Start
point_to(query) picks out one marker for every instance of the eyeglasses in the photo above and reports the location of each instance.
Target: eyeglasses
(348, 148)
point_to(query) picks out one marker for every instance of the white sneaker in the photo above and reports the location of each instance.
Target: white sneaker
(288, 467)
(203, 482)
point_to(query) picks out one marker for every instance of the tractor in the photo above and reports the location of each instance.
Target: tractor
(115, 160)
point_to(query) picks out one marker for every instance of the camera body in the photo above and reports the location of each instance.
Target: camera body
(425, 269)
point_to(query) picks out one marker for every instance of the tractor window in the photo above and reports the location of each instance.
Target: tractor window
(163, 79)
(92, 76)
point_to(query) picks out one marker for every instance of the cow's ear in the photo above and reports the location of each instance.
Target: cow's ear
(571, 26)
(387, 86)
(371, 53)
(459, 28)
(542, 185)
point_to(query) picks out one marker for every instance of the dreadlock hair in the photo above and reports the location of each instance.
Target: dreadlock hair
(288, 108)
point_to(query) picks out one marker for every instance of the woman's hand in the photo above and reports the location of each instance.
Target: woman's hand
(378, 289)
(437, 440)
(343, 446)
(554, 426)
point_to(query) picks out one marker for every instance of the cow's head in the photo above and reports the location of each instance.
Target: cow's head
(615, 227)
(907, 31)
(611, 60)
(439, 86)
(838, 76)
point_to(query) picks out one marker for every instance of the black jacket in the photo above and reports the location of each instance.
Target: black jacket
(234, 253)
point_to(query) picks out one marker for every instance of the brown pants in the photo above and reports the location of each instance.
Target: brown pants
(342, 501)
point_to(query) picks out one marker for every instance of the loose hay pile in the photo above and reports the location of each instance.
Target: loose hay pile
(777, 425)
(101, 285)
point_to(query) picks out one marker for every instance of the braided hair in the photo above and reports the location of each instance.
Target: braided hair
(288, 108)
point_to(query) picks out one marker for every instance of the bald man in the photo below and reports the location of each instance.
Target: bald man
End
*WHAT IS NEEDED*:
Copy the records word for word, starting at the line that contains "of the woman's" and ending with the final line of the records.

*TASK RESULT*:
point_to(query) picks out one marker for every instance of the woman's hand in the photo above and reports the location of each instance.
Target: woman's hand
(378, 289)
(437, 440)
(343, 446)
(554, 426)
point_to(query) picks out one marker for every instance of the cow's head in the photo above and reports the location of each instance.
Target: cow's head
(615, 227)
(907, 31)
(611, 60)
(439, 86)
(838, 76)
point_to(query) picks out one marker for every instance of the black jacket in the photo above and reports the location of each instance.
Target: black jacket
(234, 253)
point_to(query) picks out one marker for every instance of the brown pants in the photo above and reports the location of each instance.
Target: brown pants
(342, 501)
point_to(query) picks out one marker for every instance of the loose hay pile in the photo above and reports the location of each instance.
Target: loose hay pile
(777, 425)
(101, 285)
point_to(query) picks out one marker for every instance of the braided hair in the photo above and reports the location of each instance.
Target: braided hair
(288, 108)
point_to(query) picks out one marker for every instance of the bald man in the photo below and reports the location of each instance.
Target: bald man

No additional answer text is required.